--- START ---

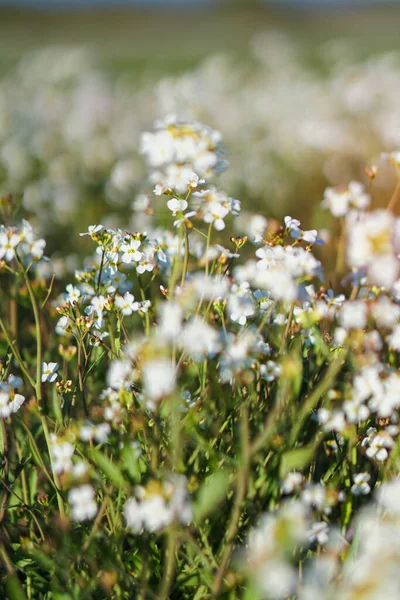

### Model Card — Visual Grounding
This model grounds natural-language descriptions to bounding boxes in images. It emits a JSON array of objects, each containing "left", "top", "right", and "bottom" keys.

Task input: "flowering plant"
[{"left": 2, "top": 114, "right": 400, "bottom": 600}]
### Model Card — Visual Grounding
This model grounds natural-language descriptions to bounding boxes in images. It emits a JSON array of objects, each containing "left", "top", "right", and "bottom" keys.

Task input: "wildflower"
[
  {"left": 362, "top": 427, "right": 395, "bottom": 462},
  {"left": 260, "top": 361, "right": 281, "bottom": 382},
  {"left": 158, "top": 301, "right": 182, "bottom": 341},
  {"left": 167, "top": 198, "right": 188, "bottom": 216},
  {"left": 0, "top": 230, "right": 20, "bottom": 261},
  {"left": 124, "top": 476, "right": 191, "bottom": 533},
  {"left": 65, "top": 284, "right": 81, "bottom": 305},
  {"left": 115, "top": 292, "right": 140, "bottom": 316},
  {"left": 79, "top": 224, "right": 103, "bottom": 237},
  {"left": 339, "top": 301, "right": 368, "bottom": 330},
  {"left": 142, "top": 359, "right": 176, "bottom": 404},
  {"left": 120, "top": 238, "right": 142, "bottom": 264},
  {"left": 308, "top": 522, "right": 329, "bottom": 545},
  {"left": 347, "top": 209, "right": 400, "bottom": 288},
  {"left": 42, "top": 362, "right": 59, "bottom": 383},
  {"left": 203, "top": 202, "right": 229, "bottom": 231},
  {"left": 0, "top": 385, "right": 25, "bottom": 419},
  {"left": 107, "top": 359, "right": 133, "bottom": 390},
  {"left": 180, "top": 319, "right": 220, "bottom": 361},
  {"left": 322, "top": 181, "right": 370, "bottom": 217},
  {"left": 68, "top": 485, "right": 97, "bottom": 522},
  {"left": 79, "top": 422, "right": 111, "bottom": 444},
  {"left": 351, "top": 473, "right": 371, "bottom": 496},
  {"left": 50, "top": 436, "right": 74, "bottom": 474},
  {"left": 388, "top": 325, "right": 400, "bottom": 350},
  {"left": 227, "top": 282, "right": 255, "bottom": 326},
  {"left": 282, "top": 472, "right": 304, "bottom": 495}
]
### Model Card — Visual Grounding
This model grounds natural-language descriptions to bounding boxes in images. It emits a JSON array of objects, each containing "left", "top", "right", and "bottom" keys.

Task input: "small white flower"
[
  {"left": 120, "top": 239, "right": 142, "bottom": 264},
  {"left": 282, "top": 472, "right": 304, "bottom": 495},
  {"left": 351, "top": 473, "right": 371, "bottom": 496},
  {"left": 42, "top": 362, "right": 59, "bottom": 383},
  {"left": 308, "top": 522, "right": 329, "bottom": 545},
  {"left": 51, "top": 437, "right": 74, "bottom": 474},
  {"left": 79, "top": 225, "right": 103, "bottom": 237},
  {"left": 68, "top": 485, "right": 97, "bottom": 522},
  {"left": 203, "top": 202, "right": 229, "bottom": 231},
  {"left": 115, "top": 292, "right": 140, "bottom": 316},
  {"left": 65, "top": 284, "right": 81, "bottom": 305},
  {"left": 167, "top": 198, "right": 188, "bottom": 216},
  {"left": 142, "top": 359, "right": 176, "bottom": 405},
  {"left": 0, "top": 231, "right": 20, "bottom": 262},
  {"left": 260, "top": 361, "right": 281, "bottom": 382}
]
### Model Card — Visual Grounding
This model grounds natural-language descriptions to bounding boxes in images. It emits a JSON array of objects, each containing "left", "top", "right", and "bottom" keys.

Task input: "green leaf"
[
  {"left": 5, "top": 575, "right": 27, "bottom": 600},
  {"left": 52, "top": 386, "right": 63, "bottom": 426},
  {"left": 26, "top": 549, "right": 53, "bottom": 571},
  {"left": 280, "top": 443, "right": 316, "bottom": 477},
  {"left": 120, "top": 445, "right": 141, "bottom": 483},
  {"left": 193, "top": 585, "right": 208, "bottom": 599},
  {"left": 194, "top": 471, "right": 229, "bottom": 522},
  {"left": 19, "top": 422, "right": 50, "bottom": 478},
  {"left": 90, "top": 448, "right": 128, "bottom": 490}
]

--- END ---

→ **WHAT THIS TASK INVOLVES**
A word-for-word transcription of the listing is needed, minus its images.

→ **COMPLETED EXERCISE**
### Model Card — Visual Grounding
This model grounds natural-language descriptions to bounding boxes in images. It emits a JSON array of objects, each containing "left", "top", "right", and "bottom" keys.

Task input: "flowering plant"
[{"left": 2, "top": 114, "right": 400, "bottom": 600}]
### Model Card — Visual Grounding
This model grounds natural-language descriptions to bounding boxes in images. It emits a JSON array of objects, each containing "left", "top", "right", and "bottom" keys.

Task input: "wildflower"
[
  {"left": 362, "top": 427, "right": 395, "bottom": 462},
  {"left": 260, "top": 361, "right": 281, "bottom": 382},
  {"left": 158, "top": 301, "right": 182, "bottom": 341},
  {"left": 167, "top": 198, "right": 188, "bottom": 216},
  {"left": 0, "top": 230, "right": 20, "bottom": 261},
  {"left": 124, "top": 476, "right": 191, "bottom": 533},
  {"left": 65, "top": 284, "right": 81, "bottom": 305},
  {"left": 115, "top": 292, "right": 140, "bottom": 316},
  {"left": 79, "top": 224, "right": 103, "bottom": 237},
  {"left": 339, "top": 301, "right": 368, "bottom": 330},
  {"left": 142, "top": 359, "right": 176, "bottom": 404},
  {"left": 120, "top": 238, "right": 142, "bottom": 264},
  {"left": 308, "top": 522, "right": 329, "bottom": 545},
  {"left": 347, "top": 209, "right": 400, "bottom": 288},
  {"left": 42, "top": 362, "right": 59, "bottom": 383},
  {"left": 203, "top": 202, "right": 229, "bottom": 231},
  {"left": 0, "top": 385, "right": 25, "bottom": 419},
  {"left": 107, "top": 359, "right": 133, "bottom": 390},
  {"left": 180, "top": 319, "right": 220, "bottom": 361},
  {"left": 322, "top": 181, "right": 370, "bottom": 217},
  {"left": 68, "top": 485, "right": 97, "bottom": 522},
  {"left": 79, "top": 422, "right": 111, "bottom": 444},
  {"left": 351, "top": 473, "right": 371, "bottom": 496},
  {"left": 50, "top": 436, "right": 74, "bottom": 474},
  {"left": 388, "top": 325, "right": 400, "bottom": 350},
  {"left": 227, "top": 282, "right": 255, "bottom": 326},
  {"left": 282, "top": 472, "right": 304, "bottom": 495}
]
### Model Card — Visual Grounding
This model grounds natural-language descriptions to bounding boxes in images. It emits a JSON array of objects, each containing "left", "top", "right", and "bottom" keys.

Task input: "small white flower"
[
  {"left": 120, "top": 239, "right": 142, "bottom": 264},
  {"left": 282, "top": 472, "right": 304, "bottom": 495},
  {"left": 351, "top": 473, "right": 371, "bottom": 496},
  {"left": 42, "top": 362, "right": 59, "bottom": 383},
  {"left": 308, "top": 522, "right": 329, "bottom": 545},
  {"left": 51, "top": 437, "right": 74, "bottom": 474},
  {"left": 79, "top": 225, "right": 103, "bottom": 237},
  {"left": 68, "top": 485, "right": 97, "bottom": 522},
  {"left": 203, "top": 202, "right": 229, "bottom": 231},
  {"left": 115, "top": 292, "right": 140, "bottom": 316},
  {"left": 65, "top": 284, "right": 81, "bottom": 305},
  {"left": 167, "top": 198, "right": 188, "bottom": 216},
  {"left": 142, "top": 359, "right": 176, "bottom": 405},
  {"left": 0, "top": 231, "right": 20, "bottom": 262},
  {"left": 260, "top": 361, "right": 281, "bottom": 382}
]
### Model Card — Visual Grounding
This model grounds natural-language descriptions to bounding boxes in images. It emits a JSON array of objects, each containing "left", "top", "right", and "bottom" keys.

Task input: "green leaf"
[
  {"left": 5, "top": 575, "right": 27, "bottom": 600},
  {"left": 52, "top": 386, "right": 63, "bottom": 426},
  {"left": 26, "top": 549, "right": 53, "bottom": 571},
  {"left": 280, "top": 443, "right": 316, "bottom": 477},
  {"left": 120, "top": 445, "right": 141, "bottom": 483},
  {"left": 193, "top": 585, "right": 208, "bottom": 599},
  {"left": 194, "top": 471, "right": 229, "bottom": 522},
  {"left": 19, "top": 422, "right": 50, "bottom": 478},
  {"left": 90, "top": 448, "right": 128, "bottom": 490}
]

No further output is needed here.